**WHAT NEEDS TO BE DONE**
Repeat the entries that appear below, exactly as they are given.

Records from a collection:
☆ ☆ ☆ ☆ ☆ ☆ ☆
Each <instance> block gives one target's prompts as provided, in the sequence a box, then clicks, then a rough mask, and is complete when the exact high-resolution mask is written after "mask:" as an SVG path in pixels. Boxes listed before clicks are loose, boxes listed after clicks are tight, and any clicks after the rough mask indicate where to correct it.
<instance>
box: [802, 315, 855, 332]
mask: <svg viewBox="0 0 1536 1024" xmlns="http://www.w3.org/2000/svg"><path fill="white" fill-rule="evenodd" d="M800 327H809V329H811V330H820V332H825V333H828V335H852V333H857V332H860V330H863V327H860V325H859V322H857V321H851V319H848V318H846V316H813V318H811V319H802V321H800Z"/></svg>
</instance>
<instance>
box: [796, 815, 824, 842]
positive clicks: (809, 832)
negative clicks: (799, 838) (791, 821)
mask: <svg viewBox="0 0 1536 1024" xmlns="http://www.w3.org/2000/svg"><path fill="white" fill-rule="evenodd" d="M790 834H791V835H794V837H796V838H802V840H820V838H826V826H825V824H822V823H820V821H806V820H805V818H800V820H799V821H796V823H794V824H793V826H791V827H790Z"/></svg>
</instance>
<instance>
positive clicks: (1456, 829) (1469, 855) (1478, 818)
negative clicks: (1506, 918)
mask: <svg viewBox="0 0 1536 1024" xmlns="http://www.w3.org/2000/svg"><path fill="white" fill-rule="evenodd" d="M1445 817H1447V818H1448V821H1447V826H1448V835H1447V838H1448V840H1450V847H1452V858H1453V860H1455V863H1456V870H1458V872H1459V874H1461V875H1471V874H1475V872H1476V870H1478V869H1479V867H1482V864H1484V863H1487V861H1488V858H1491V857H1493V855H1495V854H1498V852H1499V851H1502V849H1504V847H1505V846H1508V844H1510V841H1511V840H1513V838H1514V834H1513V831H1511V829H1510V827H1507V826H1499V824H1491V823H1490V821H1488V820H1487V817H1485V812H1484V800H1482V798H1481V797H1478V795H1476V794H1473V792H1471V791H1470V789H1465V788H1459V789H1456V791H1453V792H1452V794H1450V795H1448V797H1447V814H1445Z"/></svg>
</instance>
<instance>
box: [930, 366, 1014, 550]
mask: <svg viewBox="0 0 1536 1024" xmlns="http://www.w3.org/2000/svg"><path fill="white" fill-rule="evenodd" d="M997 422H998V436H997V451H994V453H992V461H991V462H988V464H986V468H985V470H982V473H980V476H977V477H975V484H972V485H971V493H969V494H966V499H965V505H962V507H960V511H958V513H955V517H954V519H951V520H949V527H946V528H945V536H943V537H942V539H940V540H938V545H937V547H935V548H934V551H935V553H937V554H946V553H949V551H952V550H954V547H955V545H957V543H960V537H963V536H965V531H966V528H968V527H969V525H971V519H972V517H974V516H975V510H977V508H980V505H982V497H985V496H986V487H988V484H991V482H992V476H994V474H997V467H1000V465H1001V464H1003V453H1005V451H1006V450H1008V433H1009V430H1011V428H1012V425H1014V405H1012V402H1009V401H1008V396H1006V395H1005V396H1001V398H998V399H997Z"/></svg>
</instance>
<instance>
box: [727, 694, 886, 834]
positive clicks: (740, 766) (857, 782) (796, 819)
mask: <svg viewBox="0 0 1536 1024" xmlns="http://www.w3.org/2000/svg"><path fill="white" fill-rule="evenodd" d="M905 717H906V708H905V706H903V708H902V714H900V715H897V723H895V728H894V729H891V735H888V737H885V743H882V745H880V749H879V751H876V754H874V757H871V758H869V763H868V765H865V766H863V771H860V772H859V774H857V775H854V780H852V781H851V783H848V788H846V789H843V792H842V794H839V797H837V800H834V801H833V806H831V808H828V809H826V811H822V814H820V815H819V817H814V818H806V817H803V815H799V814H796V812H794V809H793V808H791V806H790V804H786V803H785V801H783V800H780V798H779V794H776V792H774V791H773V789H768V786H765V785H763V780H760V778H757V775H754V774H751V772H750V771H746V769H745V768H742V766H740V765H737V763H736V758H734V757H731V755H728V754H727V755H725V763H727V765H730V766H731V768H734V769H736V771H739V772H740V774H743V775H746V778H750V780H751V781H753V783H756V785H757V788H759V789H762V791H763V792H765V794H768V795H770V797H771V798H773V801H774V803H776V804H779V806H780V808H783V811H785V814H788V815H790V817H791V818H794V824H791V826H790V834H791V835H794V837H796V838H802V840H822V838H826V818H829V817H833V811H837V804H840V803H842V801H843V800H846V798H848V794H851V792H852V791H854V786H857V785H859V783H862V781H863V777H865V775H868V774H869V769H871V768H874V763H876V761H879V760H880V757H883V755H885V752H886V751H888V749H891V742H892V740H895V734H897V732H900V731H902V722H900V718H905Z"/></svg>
☆ ☆ ☆ ☆ ☆ ☆ ☆
**TASK SOLUTION**
Each <instance> block gives one target's prompts as provided, in the sequence a box, then clicks, then a rough mask, and is complete when the exact high-resolution mask is written after "mask:" as an SVG path in pixels. Boxes listed before clicks are loose, boxes listed after clicks are tight, and any clicks after the rough mask indicate where to correct it.
<instance>
box: [802, 315, 855, 332]
mask: <svg viewBox="0 0 1536 1024" xmlns="http://www.w3.org/2000/svg"><path fill="white" fill-rule="evenodd" d="M800 327H809V329H811V330H820V332H825V333H828V335H852V333H857V332H860V330H863V327H860V325H859V322H857V321H851V319H848V318H846V316H813V318H811V319H802V321H800Z"/></svg>
</instance>
<instance>
box: [796, 815, 824, 842]
positive clicks: (809, 832)
negative clicks: (799, 838) (791, 821)
mask: <svg viewBox="0 0 1536 1024" xmlns="http://www.w3.org/2000/svg"><path fill="white" fill-rule="evenodd" d="M790 834H791V835H794V837H796V838H802V840H820V838H826V826H825V824H822V823H820V821H806V820H805V818H800V820H799V821H796V823H794V824H793V826H791V827H790Z"/></svg>
</instance>
<instance>
positive clicks: (1456, 829) (1469, 855) (1478, 818)
negative clicks: (1506, 918)
mask: <svg viewBox="0 0 1536 1024" xmlns="http://www.w3.org/2000/svg"><path fill="white" fill-rule="evenodd" d="M1445 817H1447V818H1448V821H1447V826H1448V835H1447V838H1448V840H1450V847H1452V858H1453V860H1455V863H1456V870H1458V872H1459V874H1461V875H1471V874H1475V872H1476V870H1478V869H1479V867H1482V864H1484V863H1487V861H1488V858H1491V857H1493V855H1495V854H1498V852H1499V851H1502V849H1504V847H1505V846H1508V844H1510V841H1511V840H1513V838H1514V834H1513V831H1511V829H1510V827H1507V826H1499V824H1491V823H1490V821H1488V820H1487V817H1485V812H1484V800H1482V798H1481V797H1478V795H1476V794H1473V792H1471V791H1470V789H1465V788H1459V789H1456V791H1453V792H1452V794H1450V795H1448V797H1447V814H1445Z"/></svg>
</instance>
<instance>
box: [930, 366, 1014, 550]
mask: <svg viewBox="0 0 1536 1024" xmlns="http://www.w3.org/2000/svg"><path fill="white" fill-rule="evenodd" d="M997 422H998V436H997V451H994V453H992V461H991V462H988V464H986V468H985V470H982V473H980V476H977V477H975V484H972V485H971V493H969V494H966V499H965V505H962V507H960V511H958V513H955V517H954V519H951V520H949V527H946V528H945V536H943V537H942V539H940V540H938V545H937V547H935V548H934V551H935V553H937V554H946V553H949V551H952V550H954V547H955V545H957V543H960V537H963V536H965V531H966V528H968V527H969V525H971V519H972V517H974V516H975V510H977V508H980V505H982V497H985V496H986V487H988V484H991V482H992V476H994V474H997V467H1000V465H1001V464H1003V453H1005V451H1006V450H1008V433H1009V430H1011V428H1012V425H1014V405H1012V402H1009V401H1008V396H1006V395H1005V396H1001V398H998V399H997Z"/></svg>
</instance>
<instance>
box: [727, 694, 886, 834]
positive clicks: (740, 766) (857, 782) (796, 819)
mask: <svg viewBox="0 0 1536 1024" xmlns="http://www.w3.org/2000/svg"><path fill="white" fill-rule="evenodd" d="M905 717H906V708H905V706H903V708H902V714H900V715H897V723H895V728H894V729H891V735H888V737H885V743H882V745H880V749H879V751H876V754H874V757H871V758H869V763H868V765H865V766H863V771H860V772H859V774H857V775H854V780H852V781H851V783H848V788H846V789H843V792H842V794H839V797H837V800H834V801H833V806H831V808H828V809H826V811H822V814H820V815H819V817H814V818H806V817H803V815H799V814H796V812H794V809H793V808H791V806H790V804H786V803H785V801H783V800H780V798H779V794H776V792H774V791H773V789H768V786H765V785H763V780H760V778H757V775H754V774H751V772H750V771H746V769H745V768H742V766H740V765H737V763H736V758H734V757H731V755H728V754H727V755H725V763H727V765H730V766H731V768H734V769H736V771H739V772H740V774H743V775H746V778H750V780H751V781H753V783H756V785H757V788H759V789H762V791H763V792H765V794H768V795H770V797H771V798H773V801H774V803H776V804H779V806H780V808H783V811H785V814H788V815H790V817H791V818H794V824H791V826H790V834H791V835H794V837H796V838H802V840H822V838H826V818H829V817H833V811H837V804H840V803H842V801H843V800H846V798H848V794H851V792H852V791H854V786H857V785H859V783H862V781H863V777H865V775H868V774H869V769H871V768H874V763H876V761H879V760H880V757H883V755H885V752H886V751H888V749H891V742H892V740H895V734H897V732H900V731H902V722H900V718H905Z"/></svg>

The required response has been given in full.